Message par wontolla »

Les films de Quentin Dupieux, on aime ou on n’aime pas. Il devrait en être de même pour Réalité. Certains pourraient crier à l’imposture, d’autres au génie... sans cependant l’honorer de la note que je lui donne.

Ne vous fiez pas au synopsis : il ne vous aidera pas. Il est même impossible de résumer, de décrire cet OVNI filmique. Dupieux pousse une logique - d’une certaine manière, celle de l’absurde - jusqu’au bout de ses présupposés. Et ce qui peut apparaître insensé, et même du « non-sens » prend ici tout son sens dans un film qui est une ode à la mise en abîme mais également une critique de la télévision... mais aussi du cinéma.

Il y est question d’une vidéocassette dans le ventre d’un sanglier (mais ce ne sera pas l’univers de Videodrome !), d’une petite fille appelée Réalité mais qui rêve, de rêves et de cauchemars qui s’entrecroisent. Il est question d’un film dans le film dans le film dans le film...

▸ **Données fournies**:
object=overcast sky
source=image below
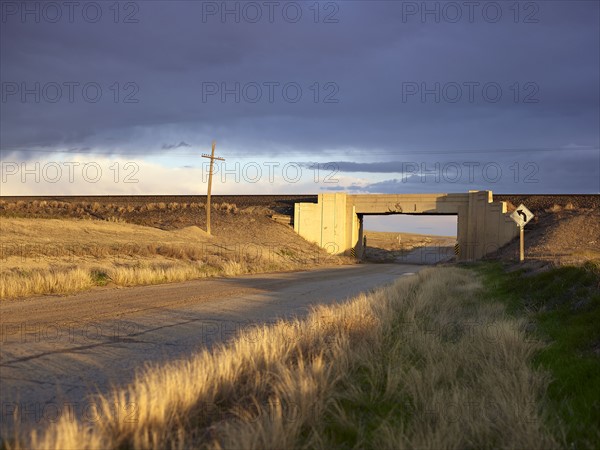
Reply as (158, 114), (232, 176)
(0, 0), (600, 195)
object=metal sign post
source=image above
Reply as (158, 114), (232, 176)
(510, 203), (533, 262)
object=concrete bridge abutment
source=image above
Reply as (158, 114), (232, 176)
(294, 191), (519, 261)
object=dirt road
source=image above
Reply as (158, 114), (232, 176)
(0, 264), (422, 436)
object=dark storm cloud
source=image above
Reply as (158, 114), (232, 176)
(161, 141), (191, 150)
(0, 1), (600, 192)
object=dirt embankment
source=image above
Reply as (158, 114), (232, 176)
(493, 195), (600, 265)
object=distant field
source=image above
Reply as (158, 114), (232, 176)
(364, 230), (456, 262)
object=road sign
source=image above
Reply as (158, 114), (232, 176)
(510, 203), (533, 227)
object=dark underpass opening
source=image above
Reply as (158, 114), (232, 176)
(363, 214), (458, 264)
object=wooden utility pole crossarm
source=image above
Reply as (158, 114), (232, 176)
(202, 141), (225, 234)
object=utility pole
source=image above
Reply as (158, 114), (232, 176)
(202, 141), (225, 234)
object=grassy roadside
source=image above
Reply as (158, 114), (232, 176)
(7, 268), (559, 449)
(476, 262), (600, 449)
(0, 214), (346, 301)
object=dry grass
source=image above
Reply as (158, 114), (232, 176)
(0, 217), (342, 299)
(17, 268), (558, 450)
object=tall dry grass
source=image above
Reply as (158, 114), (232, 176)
(12, 268), (559, 449)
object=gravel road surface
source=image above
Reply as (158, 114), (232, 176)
(0, 264), (423, 436)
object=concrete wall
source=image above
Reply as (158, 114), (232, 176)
(294, 191), (519, 261)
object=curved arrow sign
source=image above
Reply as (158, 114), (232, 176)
(510, 204), (533, 227)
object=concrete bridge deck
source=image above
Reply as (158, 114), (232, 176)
(294, 191), (519, 261)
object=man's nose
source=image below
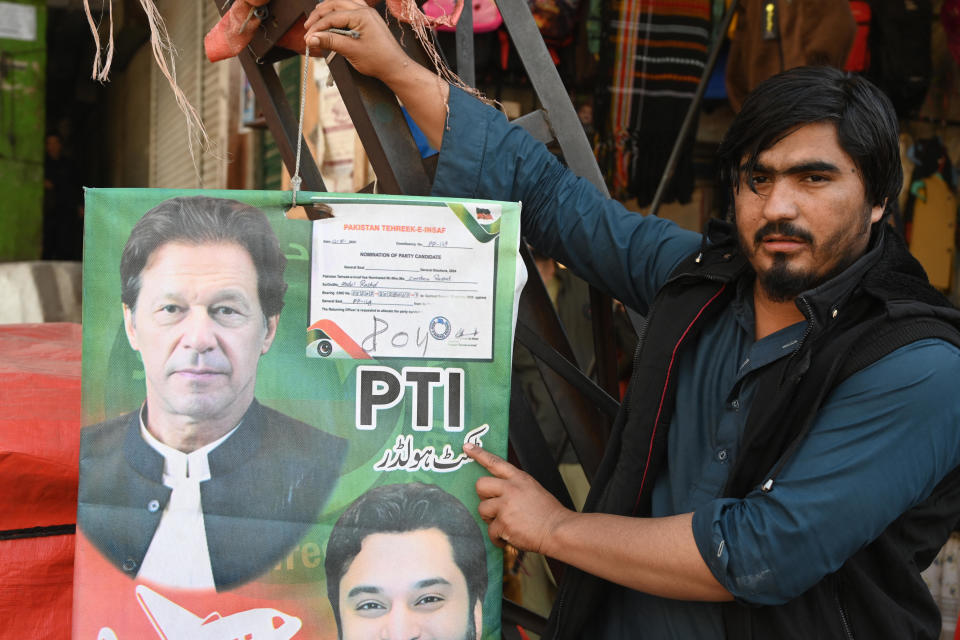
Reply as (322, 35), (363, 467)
(181, 309), (217, 353)
(380, 606), (422, 640)
(763, 180), (799, 220)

▸ **Consigne**:
Transcrivez fidèlement le passage de la critique de Réalité qui va de « Les films de » jusqu'à « aussi du cinéma. ». Ces données sont issues d'une autre source que la critique.

▸ **Corrigé**:
Les films de Quentin Dupieux, on aime ou on n’aime pas. Il devrait en être de même pour Réalité. Certains pourraient crier à l’imposture, d’autres au génie... sans cependant l’honorer de la note que je lui donne.

Ne vous fiez pas au synopsis : il ne vous aidera pas. Il est même impossible de résumer, de décrire cet OVNI filmique. Dupieux pousse une logique - d’une certaine manière, celle de l’absurde - jusqu’au bout de ses présupposés. Et ce qui peut apparaître insensé, et même du « non-sens » prend ici tout son sens dans un film qui est une ode à la mise en abîme mais également une critique de la télévision... mais aussi du cinéma.